WHAT IS ASKED - Rewrite the material below with every "person's leg" changed to "person's arm", keeping everything else the same.
>> start
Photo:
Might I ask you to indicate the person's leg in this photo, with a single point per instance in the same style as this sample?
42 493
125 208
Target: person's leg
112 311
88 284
>> end
EXERCISE RESULT -
Photo:
Might I ask you to indicate the person's arm in this photo, with a single point per instance in the same style as this sample?
42 493
125 208
Target: person's arm
112 311
88 284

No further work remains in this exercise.